# Saved entries
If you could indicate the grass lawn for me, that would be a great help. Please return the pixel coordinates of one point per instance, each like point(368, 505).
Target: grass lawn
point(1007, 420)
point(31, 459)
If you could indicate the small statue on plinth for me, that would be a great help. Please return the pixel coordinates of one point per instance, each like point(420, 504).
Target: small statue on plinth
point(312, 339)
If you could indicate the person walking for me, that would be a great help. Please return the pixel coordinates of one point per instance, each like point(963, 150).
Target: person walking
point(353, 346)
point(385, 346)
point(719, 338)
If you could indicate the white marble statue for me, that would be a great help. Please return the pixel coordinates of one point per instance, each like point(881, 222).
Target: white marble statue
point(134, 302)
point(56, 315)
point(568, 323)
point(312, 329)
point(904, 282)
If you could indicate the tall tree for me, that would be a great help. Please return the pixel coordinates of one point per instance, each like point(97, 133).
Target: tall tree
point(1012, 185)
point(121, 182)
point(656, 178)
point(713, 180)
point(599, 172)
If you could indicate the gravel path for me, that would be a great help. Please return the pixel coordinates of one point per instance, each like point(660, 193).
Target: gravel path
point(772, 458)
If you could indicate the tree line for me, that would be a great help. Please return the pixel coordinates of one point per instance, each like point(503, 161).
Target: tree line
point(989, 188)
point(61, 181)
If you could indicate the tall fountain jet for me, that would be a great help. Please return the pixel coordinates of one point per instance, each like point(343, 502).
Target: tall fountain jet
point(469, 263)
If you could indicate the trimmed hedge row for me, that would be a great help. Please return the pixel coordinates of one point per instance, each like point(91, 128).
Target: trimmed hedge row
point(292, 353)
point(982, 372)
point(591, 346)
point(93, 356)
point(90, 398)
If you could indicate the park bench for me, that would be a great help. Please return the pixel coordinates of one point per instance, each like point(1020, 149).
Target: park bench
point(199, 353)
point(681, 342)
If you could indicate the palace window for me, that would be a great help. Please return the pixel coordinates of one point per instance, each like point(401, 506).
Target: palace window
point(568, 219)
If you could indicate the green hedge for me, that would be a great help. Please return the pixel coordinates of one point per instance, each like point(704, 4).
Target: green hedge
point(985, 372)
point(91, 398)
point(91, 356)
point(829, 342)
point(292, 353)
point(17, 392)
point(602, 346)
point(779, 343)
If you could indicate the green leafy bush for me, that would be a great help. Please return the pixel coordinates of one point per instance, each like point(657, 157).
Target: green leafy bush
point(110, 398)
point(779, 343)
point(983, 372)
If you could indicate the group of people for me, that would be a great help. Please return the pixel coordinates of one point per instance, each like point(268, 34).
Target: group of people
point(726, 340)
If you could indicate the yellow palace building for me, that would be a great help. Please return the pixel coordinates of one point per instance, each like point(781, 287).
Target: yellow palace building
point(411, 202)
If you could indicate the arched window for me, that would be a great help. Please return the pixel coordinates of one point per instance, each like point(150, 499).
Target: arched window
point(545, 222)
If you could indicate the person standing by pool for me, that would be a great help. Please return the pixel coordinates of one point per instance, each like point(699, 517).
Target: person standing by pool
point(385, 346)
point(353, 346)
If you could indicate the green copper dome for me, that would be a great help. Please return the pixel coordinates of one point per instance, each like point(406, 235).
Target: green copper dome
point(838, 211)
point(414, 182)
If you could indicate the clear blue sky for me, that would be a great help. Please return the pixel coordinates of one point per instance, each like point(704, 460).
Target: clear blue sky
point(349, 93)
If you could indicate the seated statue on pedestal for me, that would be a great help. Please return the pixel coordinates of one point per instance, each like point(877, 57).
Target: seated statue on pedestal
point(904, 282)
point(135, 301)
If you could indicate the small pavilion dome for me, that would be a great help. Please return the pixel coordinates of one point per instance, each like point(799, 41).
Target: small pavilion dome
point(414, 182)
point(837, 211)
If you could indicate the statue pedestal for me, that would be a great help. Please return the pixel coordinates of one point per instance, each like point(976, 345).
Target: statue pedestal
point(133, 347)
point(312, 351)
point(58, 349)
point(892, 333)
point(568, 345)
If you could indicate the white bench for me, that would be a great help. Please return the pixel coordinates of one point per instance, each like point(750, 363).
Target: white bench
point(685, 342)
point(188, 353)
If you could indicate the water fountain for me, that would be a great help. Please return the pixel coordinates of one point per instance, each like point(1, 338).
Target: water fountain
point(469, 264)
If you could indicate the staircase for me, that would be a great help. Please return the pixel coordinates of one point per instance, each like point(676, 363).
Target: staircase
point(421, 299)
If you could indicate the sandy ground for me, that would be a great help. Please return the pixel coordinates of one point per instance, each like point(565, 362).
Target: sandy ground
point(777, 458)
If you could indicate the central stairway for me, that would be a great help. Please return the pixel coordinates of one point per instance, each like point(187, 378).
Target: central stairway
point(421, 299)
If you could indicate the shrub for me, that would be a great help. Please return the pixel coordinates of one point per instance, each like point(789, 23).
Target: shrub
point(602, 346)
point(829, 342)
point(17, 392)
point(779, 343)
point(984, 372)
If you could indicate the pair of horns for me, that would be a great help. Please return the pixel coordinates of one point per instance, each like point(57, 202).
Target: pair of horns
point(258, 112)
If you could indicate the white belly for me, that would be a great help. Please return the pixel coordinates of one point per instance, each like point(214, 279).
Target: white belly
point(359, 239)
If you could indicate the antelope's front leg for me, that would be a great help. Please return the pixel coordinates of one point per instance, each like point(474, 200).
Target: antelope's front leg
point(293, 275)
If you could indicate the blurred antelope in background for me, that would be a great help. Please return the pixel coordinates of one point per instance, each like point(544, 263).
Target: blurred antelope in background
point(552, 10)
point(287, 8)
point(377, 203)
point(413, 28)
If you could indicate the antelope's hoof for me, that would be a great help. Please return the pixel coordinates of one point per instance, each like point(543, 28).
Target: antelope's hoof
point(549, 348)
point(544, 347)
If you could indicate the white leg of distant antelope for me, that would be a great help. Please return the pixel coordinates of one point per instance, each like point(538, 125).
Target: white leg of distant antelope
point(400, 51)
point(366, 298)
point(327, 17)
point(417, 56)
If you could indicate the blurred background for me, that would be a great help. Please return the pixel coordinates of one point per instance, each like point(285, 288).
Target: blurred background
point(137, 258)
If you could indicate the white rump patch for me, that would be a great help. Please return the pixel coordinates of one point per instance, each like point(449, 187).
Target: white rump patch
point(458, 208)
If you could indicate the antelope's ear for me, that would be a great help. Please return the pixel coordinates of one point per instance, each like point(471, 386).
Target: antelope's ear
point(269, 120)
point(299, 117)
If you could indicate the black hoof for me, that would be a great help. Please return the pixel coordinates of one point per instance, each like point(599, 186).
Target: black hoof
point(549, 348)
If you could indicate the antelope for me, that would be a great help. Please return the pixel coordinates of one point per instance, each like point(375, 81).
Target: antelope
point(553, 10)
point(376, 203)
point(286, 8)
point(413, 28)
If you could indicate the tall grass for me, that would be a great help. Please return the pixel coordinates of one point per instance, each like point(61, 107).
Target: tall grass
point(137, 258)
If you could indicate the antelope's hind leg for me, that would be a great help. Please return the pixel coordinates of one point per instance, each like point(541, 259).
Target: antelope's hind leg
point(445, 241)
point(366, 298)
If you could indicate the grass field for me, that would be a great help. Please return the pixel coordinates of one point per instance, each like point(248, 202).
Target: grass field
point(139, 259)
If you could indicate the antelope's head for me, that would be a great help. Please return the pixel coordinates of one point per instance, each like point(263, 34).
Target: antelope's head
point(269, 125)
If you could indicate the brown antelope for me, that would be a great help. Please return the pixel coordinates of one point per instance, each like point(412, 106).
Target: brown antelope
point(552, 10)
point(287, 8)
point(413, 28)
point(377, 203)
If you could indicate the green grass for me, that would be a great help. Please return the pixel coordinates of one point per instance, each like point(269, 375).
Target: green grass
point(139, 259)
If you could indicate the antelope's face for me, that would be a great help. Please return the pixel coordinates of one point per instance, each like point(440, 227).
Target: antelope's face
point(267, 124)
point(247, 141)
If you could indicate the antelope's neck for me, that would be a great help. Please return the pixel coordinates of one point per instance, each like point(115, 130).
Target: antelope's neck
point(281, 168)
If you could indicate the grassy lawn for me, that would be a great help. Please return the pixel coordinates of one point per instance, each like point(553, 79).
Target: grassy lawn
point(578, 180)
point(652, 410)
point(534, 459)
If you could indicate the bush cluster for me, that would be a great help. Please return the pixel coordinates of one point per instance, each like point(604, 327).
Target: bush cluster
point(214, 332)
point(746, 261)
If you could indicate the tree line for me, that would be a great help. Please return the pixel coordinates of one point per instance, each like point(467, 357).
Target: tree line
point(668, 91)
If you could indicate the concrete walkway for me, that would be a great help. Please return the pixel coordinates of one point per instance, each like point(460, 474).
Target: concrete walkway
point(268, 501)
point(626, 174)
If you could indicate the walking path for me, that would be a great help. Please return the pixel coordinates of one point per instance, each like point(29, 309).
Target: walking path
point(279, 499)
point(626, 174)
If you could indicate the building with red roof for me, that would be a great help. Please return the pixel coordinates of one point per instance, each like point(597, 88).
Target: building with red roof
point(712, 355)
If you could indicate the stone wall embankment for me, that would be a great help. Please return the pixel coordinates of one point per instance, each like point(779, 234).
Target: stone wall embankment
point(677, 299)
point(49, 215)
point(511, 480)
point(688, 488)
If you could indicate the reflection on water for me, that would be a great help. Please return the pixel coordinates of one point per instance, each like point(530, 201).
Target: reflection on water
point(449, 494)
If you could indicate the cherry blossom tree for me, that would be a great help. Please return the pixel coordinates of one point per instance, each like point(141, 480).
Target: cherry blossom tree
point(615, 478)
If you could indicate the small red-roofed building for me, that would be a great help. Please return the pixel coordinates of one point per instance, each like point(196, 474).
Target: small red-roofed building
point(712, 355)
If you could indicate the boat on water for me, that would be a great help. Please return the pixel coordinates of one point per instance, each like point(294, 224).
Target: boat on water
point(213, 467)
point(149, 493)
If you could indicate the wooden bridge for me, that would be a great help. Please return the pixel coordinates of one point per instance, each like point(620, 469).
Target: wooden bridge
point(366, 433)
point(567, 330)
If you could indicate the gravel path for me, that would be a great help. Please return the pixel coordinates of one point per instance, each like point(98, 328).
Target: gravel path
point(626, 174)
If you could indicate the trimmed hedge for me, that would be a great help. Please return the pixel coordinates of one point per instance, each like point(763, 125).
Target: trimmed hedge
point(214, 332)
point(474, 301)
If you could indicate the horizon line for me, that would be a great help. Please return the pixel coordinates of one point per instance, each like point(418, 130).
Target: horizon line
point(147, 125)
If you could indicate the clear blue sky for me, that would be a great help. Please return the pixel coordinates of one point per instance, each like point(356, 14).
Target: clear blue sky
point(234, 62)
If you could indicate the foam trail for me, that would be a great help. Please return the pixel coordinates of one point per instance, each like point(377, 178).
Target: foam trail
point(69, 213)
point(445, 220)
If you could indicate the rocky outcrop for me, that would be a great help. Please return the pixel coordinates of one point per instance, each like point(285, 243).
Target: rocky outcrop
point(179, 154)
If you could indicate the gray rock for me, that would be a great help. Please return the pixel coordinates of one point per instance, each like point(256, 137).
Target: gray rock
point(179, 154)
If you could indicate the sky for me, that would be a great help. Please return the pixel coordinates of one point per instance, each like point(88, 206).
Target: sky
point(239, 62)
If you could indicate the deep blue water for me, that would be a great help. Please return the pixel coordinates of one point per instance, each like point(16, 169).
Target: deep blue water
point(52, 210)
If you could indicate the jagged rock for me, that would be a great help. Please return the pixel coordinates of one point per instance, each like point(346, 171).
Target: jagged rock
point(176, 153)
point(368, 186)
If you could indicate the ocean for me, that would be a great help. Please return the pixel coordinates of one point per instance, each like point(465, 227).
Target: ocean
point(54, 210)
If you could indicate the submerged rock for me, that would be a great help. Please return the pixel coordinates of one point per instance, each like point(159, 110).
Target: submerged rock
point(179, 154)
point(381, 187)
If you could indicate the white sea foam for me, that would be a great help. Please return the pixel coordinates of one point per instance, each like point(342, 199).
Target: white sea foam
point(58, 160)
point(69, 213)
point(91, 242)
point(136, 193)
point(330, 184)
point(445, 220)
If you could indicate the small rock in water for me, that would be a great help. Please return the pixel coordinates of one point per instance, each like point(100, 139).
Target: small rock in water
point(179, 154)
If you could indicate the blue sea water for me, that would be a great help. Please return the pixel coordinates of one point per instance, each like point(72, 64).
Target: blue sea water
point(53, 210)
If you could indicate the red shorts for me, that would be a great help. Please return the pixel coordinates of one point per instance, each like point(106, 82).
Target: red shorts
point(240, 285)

# Work item
Looking at the data above, return every line from the one with "If you could indicate the foam" down to the one with "If you could indicate the rocky", exactly and inclusively.

# Result for this task
If you could indicate the foam trail for me, that would be a great help. Please return the pixel coordinates of one point per instance, each like point(377, 178).
Target: foam trail
point(69, 213)
point(445, 220)
If you could indicate the rocky outcrop for me, that would be a great help. Please return the pixel coordinates of one point per instance, each like point(285, 243).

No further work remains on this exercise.